## [Défi A]
Répondez à ces questions d'après la critique du spectacle présentée ci-dessous :
(i) À quelle distance du plateau les couteaux sont-ils suspendus ?
(ii) De quelle collaboration les deux chorégraphes se sont-ils inspirés ?
(iii) Que traduisent les quintets ?
## [Défi B]
Recopiez fidèlement un passage de la critique du spectacle présentée ci-dessous. Commencez aux mots "Les deux chorégraphes" et arrêtez-vous après les mots "à faire front.".
## [Défi C]
Rédigez la suite de la critique du spectacle de danse présentée ci-dessous, à partir de sa dernière phrase.

## [Page]
______________________________

Donne-moi quelque chose qui ne meurt pas – Christophe Béranger et Jonathan Pranlas-Descours

L(’)âmes qui cachent la forêt

Une forêt de couteaux suspendus à quelques centimètres du plateau. Cinq individus qui tentent par un souffle, un geste, une rythmique commune de se réunir malgré cette fascinante menace. Fascinante parce qu’esthétique. Le scintillement des lames de cet énorme mobile trouble. A la fois effrayants et envoutants, ces couteaux pointés vers les danseurs allongés sur le sol, invitent à une précieuse et précise attention. Plafond de fer, ils forment cette chape de plomb qui ne laisserait aucune échappatoire. Puis, s’éloignant lentement du sol, ils remettent alors en question cette tentative d’écrasement des êtres vibrant, qui tentent tout simplement de rester debout.

Le désir de verticalité, la joie d’être ensemble et de partager un espace commun prennent le dessus. Les chemins et trajectoires se redéfinissent petit à petit comme si cette énergie vitale pouvait abattre tout obstacle et faire tomber n’importe quelle barrière. Malgré la menace tout reste possible. Pour leur dernier spectacle, les chorégraphes et danseurs Christophe Béranger et Jonathan Pranlas-Descours se sont inspirés de la collaboration entre l’auteur Christian Bobin et le photographe Edouard Boubat ; celle-ci avait donné lieu à un très beau livre Donne-moi quelque chose qui ne meurt pas. La nouvelle pièce de la compagnie Sine qua non art, au titre éponyme, met en abîme les forces de vie constitutives de l’être humain et sa capacité à les mettre en oeuvre pour lui et les autres.

Les deux chorégraphes lient de belle manière, les différents solos et quintets, illustrant la singularité et l’empathie de ces cinq personnages qui tentent de s’extraire de pesanteurs sociales et/ou affectives.

Les solos sont l’occasion pour les chorégraphes d’exalter les contraintes qui emprisonnent et dont on s’extirpe à force de persévérance. Les quintets, traduisent eux plutôt la force du collectif, sa capacité à déplacer les frontières, à faire front.

______________________________

Enregistrements d'étiquetage de lieux:
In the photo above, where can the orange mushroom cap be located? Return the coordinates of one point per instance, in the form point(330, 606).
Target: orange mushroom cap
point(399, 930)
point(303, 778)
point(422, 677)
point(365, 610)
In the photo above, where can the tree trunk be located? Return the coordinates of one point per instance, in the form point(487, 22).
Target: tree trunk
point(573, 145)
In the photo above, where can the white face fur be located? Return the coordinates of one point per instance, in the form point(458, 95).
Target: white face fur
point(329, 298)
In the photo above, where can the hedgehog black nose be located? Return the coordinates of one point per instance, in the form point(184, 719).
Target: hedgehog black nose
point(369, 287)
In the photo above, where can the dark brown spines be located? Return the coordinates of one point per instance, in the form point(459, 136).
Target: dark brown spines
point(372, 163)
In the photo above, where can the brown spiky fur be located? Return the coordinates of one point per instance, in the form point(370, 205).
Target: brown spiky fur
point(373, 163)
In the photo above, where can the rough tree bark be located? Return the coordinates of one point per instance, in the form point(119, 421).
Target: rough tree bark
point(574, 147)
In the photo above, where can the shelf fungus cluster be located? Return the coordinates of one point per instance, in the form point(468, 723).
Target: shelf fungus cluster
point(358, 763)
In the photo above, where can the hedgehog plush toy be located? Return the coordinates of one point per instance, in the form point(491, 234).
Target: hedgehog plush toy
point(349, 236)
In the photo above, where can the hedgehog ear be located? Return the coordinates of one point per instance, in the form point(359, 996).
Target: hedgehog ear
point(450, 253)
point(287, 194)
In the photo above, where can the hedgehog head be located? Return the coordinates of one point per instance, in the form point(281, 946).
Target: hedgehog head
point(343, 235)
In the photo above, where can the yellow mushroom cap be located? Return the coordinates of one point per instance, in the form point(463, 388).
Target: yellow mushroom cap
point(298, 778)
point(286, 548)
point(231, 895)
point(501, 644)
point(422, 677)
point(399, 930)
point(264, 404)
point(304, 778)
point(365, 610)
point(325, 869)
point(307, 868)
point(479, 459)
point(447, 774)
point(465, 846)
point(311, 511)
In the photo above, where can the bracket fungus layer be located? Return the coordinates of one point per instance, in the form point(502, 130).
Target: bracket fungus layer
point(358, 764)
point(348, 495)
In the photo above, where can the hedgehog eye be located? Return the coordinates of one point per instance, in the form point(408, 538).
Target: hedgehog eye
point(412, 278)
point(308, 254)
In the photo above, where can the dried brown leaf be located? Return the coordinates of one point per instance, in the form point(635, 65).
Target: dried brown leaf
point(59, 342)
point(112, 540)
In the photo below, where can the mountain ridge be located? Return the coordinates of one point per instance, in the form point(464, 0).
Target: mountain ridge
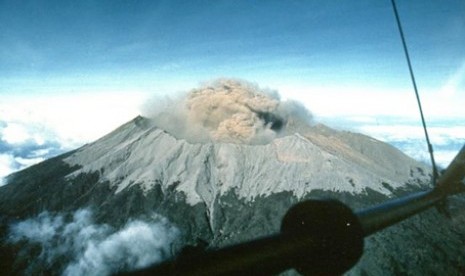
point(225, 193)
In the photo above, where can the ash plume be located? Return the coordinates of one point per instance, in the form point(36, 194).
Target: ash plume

______________________________

## [Réponse A]
(i) À quelques centimètres du plateau.
(ii) De la collaboration entre l'auteur Christian Bobin et le photographe Edouard Boubat.
(iii) La force du collectif, sa capacité à déplacer les frontières, à faire front.

## [Réponse B]
Les deux chorégraphes lient de belle manière, les différents solos et quintets, illustrant la singularité et l’empathie de ces cinq personnages qui tentent de s’extraire de pesanteurs sociales et/ou affectives.

Les solos sont l’occasion pour les chorégraphes d’exalter les contraintes qui emprisonnent et dont on s’extirpe à force de persévérance. Les quintets, traduisent eux plutôt la force du collectif, sa capacité à déplacer les frontières, à faire front.

## [Réponse C]
Autour de danses populaires, de comptines, de gestuelles empruntent à l’armée ou encore au rituel du Haka des Samoas ou des Néo-zélandais, Christophe Béranger et Jonathan Pranlas-Descours dressent une palette de contraintes sociales et culturelles qui peuvent enfermer l’homme ou au contraire lui donner la force d’aller au-delà des figures imposées.

La démarche des chorégraphes qui s’exprime au début de la pièce avec pertinence, perd à certains moments de sa force de part une mise en scène maladroite. Notamment lorsque les cinq interprètes sautent sans discontinuer, un microphone rétro(?) à la main affirmant ce qu’ils sont : « un canard en plastique, wonder woman, un radis noir, Jennifer »…. Est alors mis en avant ce que chacun serait dans une autre vie comparée à ce qu’il est dans cette vie. Mais l’empathie ne fonctionne pas, comme lorsqu’ils amorcent des bribes de comptines, on y croit difficilement.

Donne-moi quelque chose qui ne meurt pas, inscrit vraiment son propos avec la scène du début où les interprètes flirtent avec les lames des couteaux suspendus au-dessus de leur tête dans une sorte de trans hypnotique, avec les solos où chacun tente de s’affranchir de sa condition, de son environnement, du regard de l’autre et avec les danses collectives qui créent un souffle euphorisant.

La création musicale de Yohan Landry et Damien Skoracki, présents au plateau, qui composaient déjà la musique d’Exuvie, oscille entre légèreté et gravité, ne se refusant pas à la pigmentée de joie.

Que ce soit à la batterie, à la guitare électrique ou aux machines, les deux musiciens nous font voyager avec la danse et en dehors de la danse. Ils créent de nouveaux espaces permettant aux danseurs de se charger, de jubiler ou d’exulter, nous offrant ainsi une très belle partition.

Saluons aussi, la partition des trois autres interprètes, en plus des chorégraphes, Jorge Moré Calderon, Virginie Garcia et Francesca Ziviani qui ne se ménagent pas.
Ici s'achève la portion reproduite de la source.